▸ Extracted text:

--

Safer cars coming in the near future

New cars to focus more on Bluetooth than horsepower

By Lauren Freeman - Anchor

HOUSTON - Matthew Syzdek is like many new drivers on the road: he's got a story to tell about a car accident.

"A kid that went to my school backed into my friend because he was busy talking to a friend pulling out of the lot," Syzdek said.

But, unlike the older generation's first cars, this generation will be driving some of the safest cars in history.

"I would say definitely the millennial are paying attention to this kind of stuff," said RoShelle Salinas, with the Houston Auto Dealers Association.

"They are interested in the technology and all of these technological aspects for a vehicle owner to have," Salinas said.

Forget about make, model and color, millennial care more about Bluetooth than horsepower.

"(They have) backup camera, blind spot detection, also cars that can take collisions well," Syzdek said.

But, they don't have the money to spend on upgrades. Fortunately for this generation, more and more of these features are included.

"The Forester is much more of a millennial vehicle, it's very rugged," Salinas said.

The Subaru Forester will sound an alert and give the driver a visual warning when it senses danger of a collision. It will even apply the brakes automatically if you don't. And it also warns when the driver is swaying outside their lane.

The Forester starts at $22,500.

"The QX-60 is much more of a family vehicle," Salinas said.

It starts at $42,500.

"It's got seven seats in it," Salinas said. "It's got all of your safety features, from 360 surround view on the cameras to your cruise control accelerator and distance control, so you've got a sturdy family car there."

Another big safety feature -- a backup camera. By 2018, it will be required in all new smaller vehicles, but many automakers are getting ahead of the curve. Acura, Buick, Honda, and Infiniti models all currently have backup cameras as standard features.

"The consumer is definitely demanding safety," said Salinas. "They want to be safe on the road today when they're driving."

So what other new features can we expect to see in the future?

"Ford is considering putting inflatable seat belts in their vehicles," Salinas said. "On the Genesis, it has a CO2 sensor in it, and it's automatically going to circulate the air and give you fresh air in your vehicle, when you've reached .2 percent CO2 within the car."

That way, if you're sitting on a Bluetooth conference call, pull into your garage, you don't have to disconnect.

--

▸ Task brief: Name every automaker that the article on safer cars says currently has backup cameras as standard features.

Collected data entries:
--

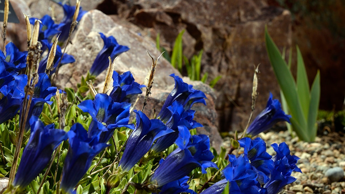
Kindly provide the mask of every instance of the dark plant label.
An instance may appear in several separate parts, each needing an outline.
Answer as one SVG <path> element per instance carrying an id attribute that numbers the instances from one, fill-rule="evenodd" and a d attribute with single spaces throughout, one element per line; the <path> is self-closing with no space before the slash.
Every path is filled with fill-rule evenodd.
<path id="1" fill-rule="evenodd" d="M 19 22 L 19 20 L 18 19 L 18 16 L 16 14 L 14 10 L 13 9 L 13 7 L 11 4 L 11 3 L 9 1 L 8 5 L 8 20 L 7 22 L 8 23 L 18 23 Z M 0 21 L 3 21 L 3 14 L 5 10 L 5 1 L 4 0 L 0 0 Z"/>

--

▸ Reply to the task: Acura, Buick, Honda, and Infiniti